> [Task requirements]
Output all records precisely as written.
==== Recorded data
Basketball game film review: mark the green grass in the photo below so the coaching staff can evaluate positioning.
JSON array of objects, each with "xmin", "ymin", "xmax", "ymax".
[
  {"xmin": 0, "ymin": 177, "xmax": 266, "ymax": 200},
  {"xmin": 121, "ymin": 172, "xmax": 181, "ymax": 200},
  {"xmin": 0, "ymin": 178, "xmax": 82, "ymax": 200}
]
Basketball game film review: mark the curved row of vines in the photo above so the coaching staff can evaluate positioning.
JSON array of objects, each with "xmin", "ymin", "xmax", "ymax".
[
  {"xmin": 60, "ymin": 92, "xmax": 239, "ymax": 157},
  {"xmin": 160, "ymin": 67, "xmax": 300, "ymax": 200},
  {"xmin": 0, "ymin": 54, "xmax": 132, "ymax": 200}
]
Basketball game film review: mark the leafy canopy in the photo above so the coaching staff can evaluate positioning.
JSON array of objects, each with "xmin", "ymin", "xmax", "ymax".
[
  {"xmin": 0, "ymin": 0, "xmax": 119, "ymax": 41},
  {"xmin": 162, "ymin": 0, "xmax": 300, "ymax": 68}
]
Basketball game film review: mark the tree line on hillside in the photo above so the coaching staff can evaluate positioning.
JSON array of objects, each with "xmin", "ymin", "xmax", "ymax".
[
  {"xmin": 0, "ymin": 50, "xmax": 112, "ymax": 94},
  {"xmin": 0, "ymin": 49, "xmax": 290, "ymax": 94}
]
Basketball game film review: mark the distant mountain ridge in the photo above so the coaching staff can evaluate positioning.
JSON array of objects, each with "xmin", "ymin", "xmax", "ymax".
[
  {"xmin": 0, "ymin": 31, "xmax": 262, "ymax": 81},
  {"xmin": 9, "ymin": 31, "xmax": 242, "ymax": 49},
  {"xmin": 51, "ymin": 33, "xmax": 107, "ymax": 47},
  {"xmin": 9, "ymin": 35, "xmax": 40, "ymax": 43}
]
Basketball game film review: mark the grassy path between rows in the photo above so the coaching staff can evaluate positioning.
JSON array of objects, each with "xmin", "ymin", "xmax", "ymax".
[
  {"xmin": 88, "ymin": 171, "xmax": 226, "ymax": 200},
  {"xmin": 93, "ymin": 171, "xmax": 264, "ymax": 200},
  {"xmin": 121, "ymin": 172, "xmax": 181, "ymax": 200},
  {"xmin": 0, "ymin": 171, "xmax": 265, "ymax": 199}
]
========
> [Output for this exercise]
Basketball game film review: mark the green grass in the photo below so the coaching staff can evaluate positioning.
JSON array of objects, each with "xmin", "ymin", "xmax", "ymax".
[
  {"xmin": 0, "ymin": 177, "xmax": 266, "ymax": 200},
  {"xmin": 121, "ymin": 172, "xmax": 181, "ymax": 200},
  {"xmin": 0, "ymin": 178, "xmax": 82, "ymax": 200}
]
Basketball game film review: mark the curved row of vines in the photo above so the coaching staff can evaluate positioning.
JSON array of objects, each with "xmin", "ymin", "xmax", "ymax".
[
  {"xmin": 60, "ymin": 92, "xmax": 239, "ymax": 157},
  {"xmin": 160, "ymin": 67, "xmax": 300, "ymax": 200},
  {"xmin": 0, "ymin": 54, "xmax": 132, "ymax": 200}
]
Basketball game film review: mark the leafy canopy in the photo above so the coaching staff can evaluate positioning.
JSON array of objects, each with "xmin", "ymin", "xmax", "ymax".
[
  {"xmin": 0, "ymin": 0, "xmax": 119, "ymax": 41},
  {"xmin": 162, "ymin": 0, "xmax": 300, "ymax": 68}
]
Basketball game film review: mark the tree line on hillside in the photo above so the coaching staff can evaluate positioning.
JSON array of objects, each with "xmin", "ymin", "xmax", "ymax".
[
  {"xmin": 0, "ymin": 50, "xmax": 112, "ymax": 94},
  {"xmin": 0, "ymin": 49, "xmax": 290, "ymax": 94}
]
Basketball game film review: mark the distant mountain ridge in the photo above so the coaching staff can evaluate positioning.
JSON array of objects, each with "xmin", "ymin", "xmax", "ymax".
[
  {"xmin": 0, "ymin": 31, "xmax": 262, "ymax": 81},
  {"xmin": 9, "ymin": 31, "xmax": 242, "ymax": 49},
  {"xmin": 51, "ymin": 33, "xmax": 107, "ymax": 47},
  {"xmin": 9, "ymin": 35, "xmax": 40, "ymax": 43}
]
Basketball game film review: mark the grassy path between rows in the photo above so the coaching staff can evaluate positioning.
JSON array of objects, each with "xmin", "ymin", "xmax", "ymax".
[
  {"xmin": 88, "ymin": 171, "xmax": 226, "ymax": 200},
  {"xmin": 93, "ymin": 171, "xmax": 264, "ymax": 200},
  {"xmin": 121, "ymin": 172, "xmax": 181, "ymax": 200},
  {"xmin": 0, "ymin": 171, "xmax": 265, "ymax": 199}
]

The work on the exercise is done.